# THE REQUEST
Output the stretch of lines from the one containing "One marker per instance of the girl in" through the one containing "[(310, 264)]", reproducing each line without any change.

==== MATERIAL ====

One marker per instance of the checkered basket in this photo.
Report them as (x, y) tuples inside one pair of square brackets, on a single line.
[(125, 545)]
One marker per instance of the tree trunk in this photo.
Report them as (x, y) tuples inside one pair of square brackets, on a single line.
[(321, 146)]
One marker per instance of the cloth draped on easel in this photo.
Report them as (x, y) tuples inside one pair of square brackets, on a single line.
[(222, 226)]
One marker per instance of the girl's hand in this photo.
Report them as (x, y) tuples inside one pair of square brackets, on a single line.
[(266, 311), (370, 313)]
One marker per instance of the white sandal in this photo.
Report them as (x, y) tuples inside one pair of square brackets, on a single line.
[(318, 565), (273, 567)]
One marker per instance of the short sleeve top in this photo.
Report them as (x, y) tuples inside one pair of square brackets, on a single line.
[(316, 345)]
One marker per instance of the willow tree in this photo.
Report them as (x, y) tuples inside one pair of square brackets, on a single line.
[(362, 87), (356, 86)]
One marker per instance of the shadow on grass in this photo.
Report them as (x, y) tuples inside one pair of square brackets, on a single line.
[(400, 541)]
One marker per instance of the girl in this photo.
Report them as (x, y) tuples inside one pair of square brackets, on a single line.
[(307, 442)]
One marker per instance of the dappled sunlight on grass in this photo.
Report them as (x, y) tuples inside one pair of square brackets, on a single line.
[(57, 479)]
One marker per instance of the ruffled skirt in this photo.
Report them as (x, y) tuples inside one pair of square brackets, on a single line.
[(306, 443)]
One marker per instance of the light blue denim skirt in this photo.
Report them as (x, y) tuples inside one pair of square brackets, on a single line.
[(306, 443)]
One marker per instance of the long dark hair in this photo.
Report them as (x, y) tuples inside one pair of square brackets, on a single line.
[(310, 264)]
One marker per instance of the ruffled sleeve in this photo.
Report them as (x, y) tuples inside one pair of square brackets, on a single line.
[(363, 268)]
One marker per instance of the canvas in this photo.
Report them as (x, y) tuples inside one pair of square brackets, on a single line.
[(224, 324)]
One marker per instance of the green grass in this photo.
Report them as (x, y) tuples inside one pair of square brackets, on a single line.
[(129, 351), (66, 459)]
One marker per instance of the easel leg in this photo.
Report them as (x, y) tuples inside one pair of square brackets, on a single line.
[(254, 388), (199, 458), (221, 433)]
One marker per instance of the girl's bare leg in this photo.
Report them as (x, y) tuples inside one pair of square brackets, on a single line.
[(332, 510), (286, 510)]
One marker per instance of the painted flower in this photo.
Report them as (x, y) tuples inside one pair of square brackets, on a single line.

====

# SOLUTION BELOW
One marker per instance of the girl in this photo.
Report them as (x, y) tuples inside one pair of square brackets, on a single line.
[(307, 442)]
One marker per instance of the dappled sunlight on grass in this photo.
Report them as (x, y) tuples inside one pair of square brackets, on a single line.
[(57, 479)]
One marker per instance of the ruffled skirt in this photo.
Report them as (x, y) tuples inside one pair of square brackets, on a single line.
[(306, 443)]
One marker per instance of the light blue denim skirt in this photo.
Report them as (x, y) tuples inside one pair of square brackets, on a single line.
[(306, 443)]
One marker per instance of the long dark hair in this photo.
Report them as (x, y) tuples inside one pair of square brackets, on a single line.
[(310, 264)]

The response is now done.